# START OF RECORD SET

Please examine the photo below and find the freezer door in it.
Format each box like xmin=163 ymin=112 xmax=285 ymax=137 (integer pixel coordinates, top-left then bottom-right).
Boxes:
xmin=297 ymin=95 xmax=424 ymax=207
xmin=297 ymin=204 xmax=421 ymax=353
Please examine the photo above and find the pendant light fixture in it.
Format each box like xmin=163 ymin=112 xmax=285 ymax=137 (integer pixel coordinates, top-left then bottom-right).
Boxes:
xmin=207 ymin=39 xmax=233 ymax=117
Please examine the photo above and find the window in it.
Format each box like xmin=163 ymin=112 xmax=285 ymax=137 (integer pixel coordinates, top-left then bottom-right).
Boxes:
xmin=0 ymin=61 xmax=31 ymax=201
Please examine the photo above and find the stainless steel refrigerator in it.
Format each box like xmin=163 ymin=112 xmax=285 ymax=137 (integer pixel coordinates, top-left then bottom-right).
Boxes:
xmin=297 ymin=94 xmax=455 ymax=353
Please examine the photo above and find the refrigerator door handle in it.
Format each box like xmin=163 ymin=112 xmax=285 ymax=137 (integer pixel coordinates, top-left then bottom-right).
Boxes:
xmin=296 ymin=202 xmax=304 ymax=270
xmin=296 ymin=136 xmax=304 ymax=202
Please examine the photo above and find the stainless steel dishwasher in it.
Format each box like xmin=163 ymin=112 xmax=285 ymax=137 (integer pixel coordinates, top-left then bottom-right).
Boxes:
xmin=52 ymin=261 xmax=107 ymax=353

# END OF RECORD SET
# START OF RECORD SET

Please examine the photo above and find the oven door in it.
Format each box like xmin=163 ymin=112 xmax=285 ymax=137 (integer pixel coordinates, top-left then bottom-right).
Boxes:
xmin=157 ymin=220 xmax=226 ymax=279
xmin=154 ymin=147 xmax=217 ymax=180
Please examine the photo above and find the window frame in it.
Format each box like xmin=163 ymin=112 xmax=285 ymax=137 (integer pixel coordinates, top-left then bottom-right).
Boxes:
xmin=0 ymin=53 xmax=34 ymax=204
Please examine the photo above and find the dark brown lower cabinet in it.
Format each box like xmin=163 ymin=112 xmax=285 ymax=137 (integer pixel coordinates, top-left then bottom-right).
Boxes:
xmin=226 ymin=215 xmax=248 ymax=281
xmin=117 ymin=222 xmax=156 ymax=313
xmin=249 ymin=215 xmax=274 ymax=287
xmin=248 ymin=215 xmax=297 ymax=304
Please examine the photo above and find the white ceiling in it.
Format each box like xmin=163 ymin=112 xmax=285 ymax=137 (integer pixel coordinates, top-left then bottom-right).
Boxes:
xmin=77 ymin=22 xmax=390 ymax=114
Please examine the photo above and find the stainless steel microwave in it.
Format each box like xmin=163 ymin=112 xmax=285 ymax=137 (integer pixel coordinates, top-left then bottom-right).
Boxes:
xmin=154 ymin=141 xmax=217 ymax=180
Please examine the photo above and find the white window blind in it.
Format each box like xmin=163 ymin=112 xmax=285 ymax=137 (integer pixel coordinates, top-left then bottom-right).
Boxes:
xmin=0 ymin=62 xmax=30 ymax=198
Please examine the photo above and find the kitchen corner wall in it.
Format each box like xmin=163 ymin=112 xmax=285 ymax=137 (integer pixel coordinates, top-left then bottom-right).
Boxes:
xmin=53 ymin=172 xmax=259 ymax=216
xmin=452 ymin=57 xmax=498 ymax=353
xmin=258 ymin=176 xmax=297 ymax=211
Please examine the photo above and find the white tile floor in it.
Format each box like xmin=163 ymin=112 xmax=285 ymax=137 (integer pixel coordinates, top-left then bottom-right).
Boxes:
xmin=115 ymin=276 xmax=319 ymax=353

# END OF RECORD SET

**BRIEF:** In the listing, from the line with "Please examine the photo below" to the line with "xmin=297 ymin=204 xmax=421 ymax=353", rename "freezer door" to "freezer compartment door" and leave every other part of those lines unchanged.

**TASK ANSWER:**
Please examine the photo below and find the freezer compartment door in it.
Format each box like xmin=163 ymin=112 xmax=285 ymax=137 (integer pixel coordinates, top-left then bottom-right).
Boxes:
xmin=297 ymin=95 xmax=424 ymax=207
xmin=297 ymin=204 xmax=421 ymax=353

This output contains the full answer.